Problem description
Nothing but the lines holding the string "sculpture" should appear in the answer. Copy them from the entries.

◇ ◇ ◇

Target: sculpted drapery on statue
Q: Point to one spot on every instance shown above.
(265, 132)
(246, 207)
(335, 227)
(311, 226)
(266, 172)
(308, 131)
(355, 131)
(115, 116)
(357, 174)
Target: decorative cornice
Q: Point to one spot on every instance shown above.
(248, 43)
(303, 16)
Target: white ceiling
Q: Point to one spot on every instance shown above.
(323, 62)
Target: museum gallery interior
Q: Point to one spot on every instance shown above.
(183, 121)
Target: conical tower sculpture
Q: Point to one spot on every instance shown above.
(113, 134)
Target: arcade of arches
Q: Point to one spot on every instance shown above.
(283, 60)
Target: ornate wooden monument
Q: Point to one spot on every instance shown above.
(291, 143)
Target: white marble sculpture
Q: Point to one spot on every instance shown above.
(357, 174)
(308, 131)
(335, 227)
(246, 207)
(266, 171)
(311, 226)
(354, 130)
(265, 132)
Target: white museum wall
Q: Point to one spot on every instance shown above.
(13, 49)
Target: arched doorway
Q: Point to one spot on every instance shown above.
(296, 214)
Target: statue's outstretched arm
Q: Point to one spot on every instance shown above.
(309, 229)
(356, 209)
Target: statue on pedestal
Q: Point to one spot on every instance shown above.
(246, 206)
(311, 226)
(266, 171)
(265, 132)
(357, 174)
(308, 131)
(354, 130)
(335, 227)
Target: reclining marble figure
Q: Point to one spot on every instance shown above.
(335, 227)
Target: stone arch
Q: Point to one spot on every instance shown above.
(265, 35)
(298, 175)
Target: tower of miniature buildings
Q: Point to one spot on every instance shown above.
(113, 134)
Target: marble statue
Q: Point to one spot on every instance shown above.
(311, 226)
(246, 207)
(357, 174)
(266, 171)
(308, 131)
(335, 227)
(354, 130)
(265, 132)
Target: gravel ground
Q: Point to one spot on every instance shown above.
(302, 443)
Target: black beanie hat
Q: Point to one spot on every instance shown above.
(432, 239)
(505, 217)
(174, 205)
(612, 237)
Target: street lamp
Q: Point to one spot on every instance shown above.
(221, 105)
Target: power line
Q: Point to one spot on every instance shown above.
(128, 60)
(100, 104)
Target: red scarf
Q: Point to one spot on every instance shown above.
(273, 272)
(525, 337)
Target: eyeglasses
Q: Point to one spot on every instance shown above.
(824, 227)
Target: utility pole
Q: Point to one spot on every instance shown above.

◇ ◇ ◇

The answer
Target: conical tower sculpture
Target: white marble sculpture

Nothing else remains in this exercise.